§ **Exercise goal**
Rewrite the records as a JSON list of strings, one string per line and blank lines omitted, starting with the line that contains "window frame, each" and going on through the line that contains "column 532, row 148".

§ **Extracted entries**
-- Begin --
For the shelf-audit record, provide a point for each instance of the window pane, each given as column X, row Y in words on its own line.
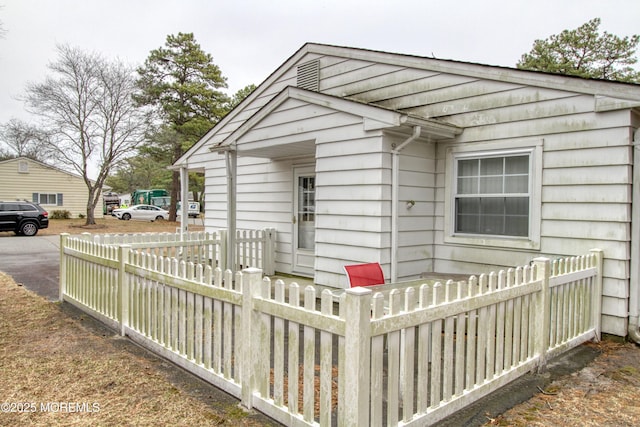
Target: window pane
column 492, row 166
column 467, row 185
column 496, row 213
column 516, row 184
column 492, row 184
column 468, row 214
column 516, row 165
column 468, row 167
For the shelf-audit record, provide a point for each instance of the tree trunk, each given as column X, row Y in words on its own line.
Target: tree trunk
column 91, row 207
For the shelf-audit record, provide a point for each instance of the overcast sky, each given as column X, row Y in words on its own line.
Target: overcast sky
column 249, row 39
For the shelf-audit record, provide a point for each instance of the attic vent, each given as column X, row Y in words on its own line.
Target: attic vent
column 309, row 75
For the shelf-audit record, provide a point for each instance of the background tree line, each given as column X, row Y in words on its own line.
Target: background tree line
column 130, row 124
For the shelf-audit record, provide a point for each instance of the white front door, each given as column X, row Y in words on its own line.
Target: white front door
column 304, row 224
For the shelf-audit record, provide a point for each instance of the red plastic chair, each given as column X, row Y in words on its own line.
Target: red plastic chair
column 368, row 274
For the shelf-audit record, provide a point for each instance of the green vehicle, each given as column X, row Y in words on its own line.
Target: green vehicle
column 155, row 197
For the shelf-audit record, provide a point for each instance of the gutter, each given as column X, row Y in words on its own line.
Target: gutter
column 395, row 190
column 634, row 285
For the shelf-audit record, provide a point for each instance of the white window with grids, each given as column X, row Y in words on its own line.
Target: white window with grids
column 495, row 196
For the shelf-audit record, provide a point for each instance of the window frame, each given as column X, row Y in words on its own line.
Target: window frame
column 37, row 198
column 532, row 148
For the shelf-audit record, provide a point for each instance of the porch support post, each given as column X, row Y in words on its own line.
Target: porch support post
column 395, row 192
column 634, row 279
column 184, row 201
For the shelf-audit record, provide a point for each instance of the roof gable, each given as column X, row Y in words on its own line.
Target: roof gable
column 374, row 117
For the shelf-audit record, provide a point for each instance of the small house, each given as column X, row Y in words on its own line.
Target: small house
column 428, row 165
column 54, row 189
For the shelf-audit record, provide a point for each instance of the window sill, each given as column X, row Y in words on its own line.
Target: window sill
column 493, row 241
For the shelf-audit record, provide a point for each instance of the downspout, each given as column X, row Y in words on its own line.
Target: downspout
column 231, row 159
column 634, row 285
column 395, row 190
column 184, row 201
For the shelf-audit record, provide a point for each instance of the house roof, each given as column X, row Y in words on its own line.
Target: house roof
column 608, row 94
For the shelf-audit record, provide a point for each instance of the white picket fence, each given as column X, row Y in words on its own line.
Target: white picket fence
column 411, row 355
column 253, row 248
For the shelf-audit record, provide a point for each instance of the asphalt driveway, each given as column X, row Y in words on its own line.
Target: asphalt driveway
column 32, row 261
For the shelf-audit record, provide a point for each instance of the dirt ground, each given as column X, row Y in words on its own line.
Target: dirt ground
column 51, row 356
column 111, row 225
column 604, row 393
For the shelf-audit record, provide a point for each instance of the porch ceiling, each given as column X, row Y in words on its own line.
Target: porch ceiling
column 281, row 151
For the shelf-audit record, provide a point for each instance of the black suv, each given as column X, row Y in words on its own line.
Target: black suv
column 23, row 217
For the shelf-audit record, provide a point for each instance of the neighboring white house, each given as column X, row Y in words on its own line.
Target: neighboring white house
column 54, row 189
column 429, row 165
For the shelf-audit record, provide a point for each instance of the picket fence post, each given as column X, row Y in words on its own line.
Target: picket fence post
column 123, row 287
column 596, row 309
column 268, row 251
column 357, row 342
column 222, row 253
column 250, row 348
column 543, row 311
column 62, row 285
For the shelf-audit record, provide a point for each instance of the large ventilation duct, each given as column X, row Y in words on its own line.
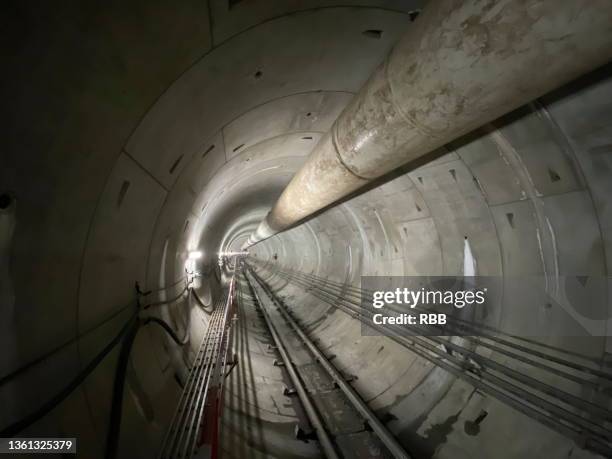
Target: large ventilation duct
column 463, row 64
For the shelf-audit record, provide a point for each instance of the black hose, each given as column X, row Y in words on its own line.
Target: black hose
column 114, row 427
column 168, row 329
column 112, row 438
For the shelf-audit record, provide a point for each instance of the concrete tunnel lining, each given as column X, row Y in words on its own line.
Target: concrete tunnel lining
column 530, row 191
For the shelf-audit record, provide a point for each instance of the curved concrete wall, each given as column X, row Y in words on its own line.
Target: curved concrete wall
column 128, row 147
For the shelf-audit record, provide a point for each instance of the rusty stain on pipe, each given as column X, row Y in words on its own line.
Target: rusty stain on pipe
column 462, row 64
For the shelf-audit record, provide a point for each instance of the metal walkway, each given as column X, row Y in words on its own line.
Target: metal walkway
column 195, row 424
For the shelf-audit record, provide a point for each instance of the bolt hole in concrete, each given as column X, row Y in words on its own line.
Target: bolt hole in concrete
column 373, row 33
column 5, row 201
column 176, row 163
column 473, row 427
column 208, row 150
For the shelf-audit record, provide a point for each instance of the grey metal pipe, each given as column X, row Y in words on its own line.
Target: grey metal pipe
-- End --
-- Begin --
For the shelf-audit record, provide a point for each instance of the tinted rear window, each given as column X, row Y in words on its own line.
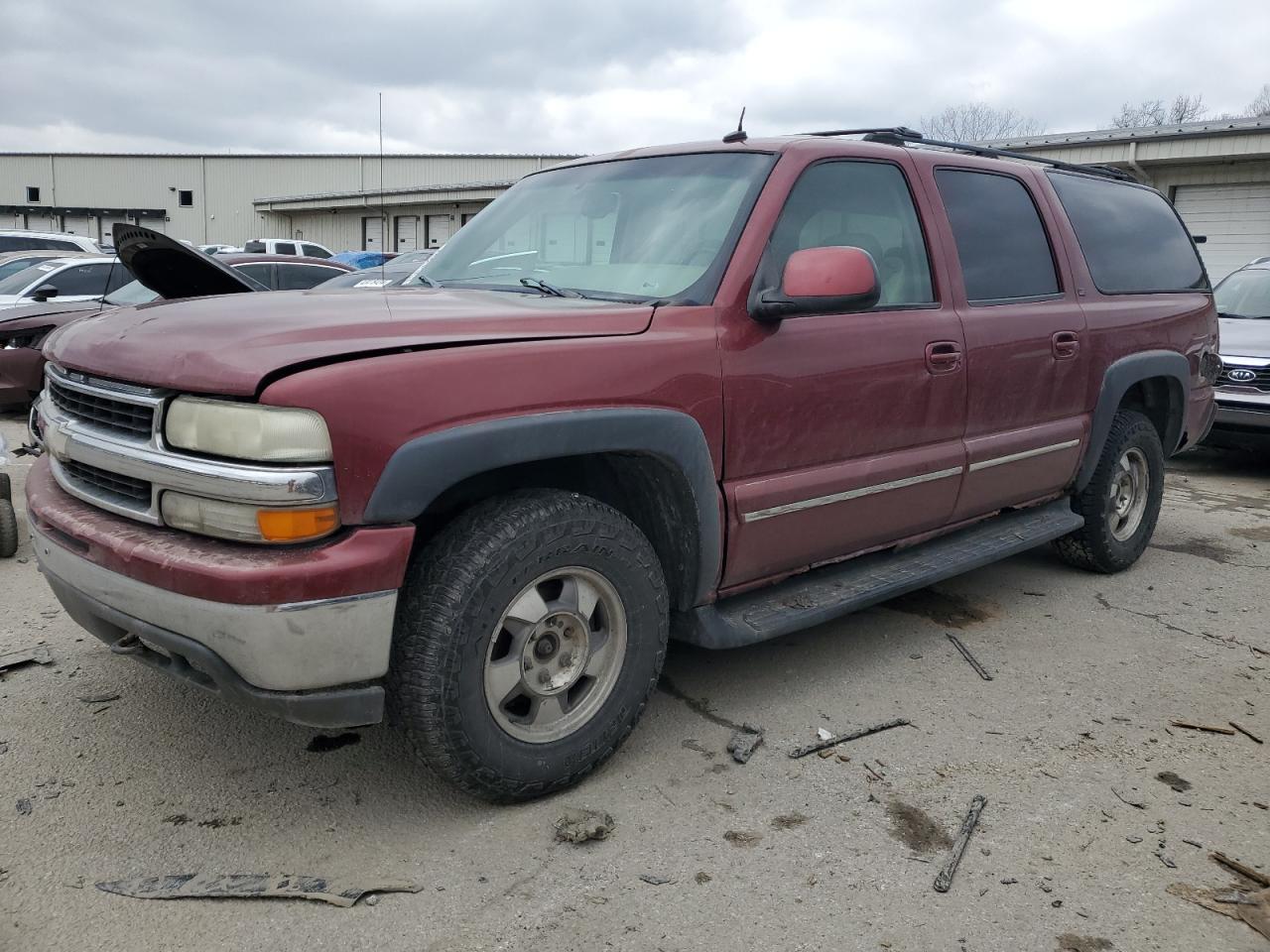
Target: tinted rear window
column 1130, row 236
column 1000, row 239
-- End --
§ **In response**
[
  "For the shelf-audit record, provide a point for each instance of the window frame, each given as column X, row Y in words on its own line.",
  "Target: window frame",
  "column 37, row 198",
  "column 532, row 148"
]